And again, this can work on a series of expressions, with the value of the last command will be returned:

# R
c <- julia_eval("a = sqrt(2.0); b = a + 2; c = b / 4;")
print(c)
[1] 0.8535534

When do you use julia_command() vs. julia_eval()?

# R
system.time(
  julia_command("x = rand(10000000);")
)
   user  system elapsed 
  0.062   0.024   0.087 
# R
system.time(
  julia_eval("x = rand(10000000);")
)
   user  system elapsed 
  0.132   0.044   0.177 
  1. julia_assign(): Takes an R object like a number, vector, matrix, etc., turns it into a Julia object and assigns a variable name to it. This variable can then be used in subsequent Julia commands.
# R
julia_assign("theta", c(1, 2, 3, 4)) # assign a vector to theta Julia object
# R
julia_eval("sum(theta)") 
[1] 10

Since variables exist in different environments, there are no conflicts. Although it’s probably bad practice to have the same variable names in different environments with different values.

# R
theta <- c(10, 20, 30, 40)
# R
julia_eval("sum(theta)") 
[1] 10

We can also assign functions from R to Julia:

# R
calc_hypotenus <- function(a, b) {
  c <- sqrt(a ^ 2 + b ^2)
  return(c)
}

julia_assign("calc_hypotenus", calc_hypotenus)
julia_eval("calc_hypotenus(2.5, 4)")
[1] 4.716991

One cool thing: Even though vectorized operations need to be explicitly defined in Julia, we don’t need to vectorize the function in R before passing it to Julia:

# R
julia_eval("calc_hypotenus([2.5, 1], [4, 1])")
[1] 4.716991 1.414214

This scalar function works with vector arguments! (i.e., you don’t have to do calc_hypotenus.())

Note on type in R vs. Julia

In R, these are both doubles:

# R
typeof(1) == typeof(1.0)
[1] TRUE

Whereas the type is different in Julia

# R
julia_command("typeof(1) == typeof(1.0)")
false

In R, you have to explicitly cast a number to an integer:

# R
typeof(as.integer(1))
[1] "integer"

Therefore, if a function requires natural numbers, explicitly make them an integer, because Julia will convert R doubles to floats.

# R
julia_call("rand", 10)

Two ways to declare integer type:

# R
# option 1
julia_call("rand", as.integer(10))
 [1] 0.51622848 0.84262731 0.34129541 0.93025432 0.06759346 0.24081745
 [7] 0.97309952 0.61109445 0.09996454 0.84935517
# option 2
julia_call("rand", 10L)
 [1] 0.43617303 0.08442672 0.74123490 0.89668828 0.55354332 0.73677514
 [7] 0.74437974 0.34326656 0.51127525 0.40824412

Benefits of bilingualism

Why should we care about the interoperability of R and Julia?!

◆ ◆ ◆ ◆

▶ [WHAT THE TASK ASKS]:
Can you reproduce the R and Julia excerpt between "[1] 0.43617303 0.08442672" and "R and Julia?!", inclusive, swapping "bilingualism" for "multilingualism"? The data after the R and Julia excerpt is separate material.

▶ [PROVIDED INFORMATION]:
◆ ◆ ◆ ◆

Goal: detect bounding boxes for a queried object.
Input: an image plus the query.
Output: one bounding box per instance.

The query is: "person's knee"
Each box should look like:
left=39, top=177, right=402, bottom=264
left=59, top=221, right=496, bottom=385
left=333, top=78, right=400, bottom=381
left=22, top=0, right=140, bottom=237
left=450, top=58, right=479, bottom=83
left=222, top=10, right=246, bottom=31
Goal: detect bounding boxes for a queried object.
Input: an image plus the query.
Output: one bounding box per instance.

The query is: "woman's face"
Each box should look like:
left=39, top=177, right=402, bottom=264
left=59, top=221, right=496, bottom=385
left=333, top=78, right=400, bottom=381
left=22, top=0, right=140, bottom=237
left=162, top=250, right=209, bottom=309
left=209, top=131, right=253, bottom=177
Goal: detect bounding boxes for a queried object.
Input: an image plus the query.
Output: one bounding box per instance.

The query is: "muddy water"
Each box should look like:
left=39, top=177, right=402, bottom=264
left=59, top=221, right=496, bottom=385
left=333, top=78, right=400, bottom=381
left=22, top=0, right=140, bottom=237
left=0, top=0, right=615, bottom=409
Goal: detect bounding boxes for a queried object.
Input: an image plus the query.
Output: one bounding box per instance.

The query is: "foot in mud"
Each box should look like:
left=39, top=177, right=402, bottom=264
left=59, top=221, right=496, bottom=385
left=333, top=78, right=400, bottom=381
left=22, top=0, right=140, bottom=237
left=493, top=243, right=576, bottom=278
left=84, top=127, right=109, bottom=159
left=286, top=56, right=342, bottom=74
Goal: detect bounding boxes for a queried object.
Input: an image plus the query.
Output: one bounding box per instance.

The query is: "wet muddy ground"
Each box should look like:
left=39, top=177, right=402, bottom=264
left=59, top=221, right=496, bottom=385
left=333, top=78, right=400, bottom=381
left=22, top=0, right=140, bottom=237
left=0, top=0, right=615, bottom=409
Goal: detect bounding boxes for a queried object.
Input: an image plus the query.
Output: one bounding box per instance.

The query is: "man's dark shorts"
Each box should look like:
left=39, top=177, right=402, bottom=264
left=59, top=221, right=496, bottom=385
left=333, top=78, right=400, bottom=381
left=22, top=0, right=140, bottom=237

◆ ◆ ◆ ◆

▶ [THE REPLY]:
[1] 0.43617303 0.08442672 0.74123490 0.89668828 0.55354332 0.73677514
 [7] 0.74437974 0.34326656 0.51127525 0.40824412

Benefits of multilingualism

Why should we care about the interoperability of R and Julia?!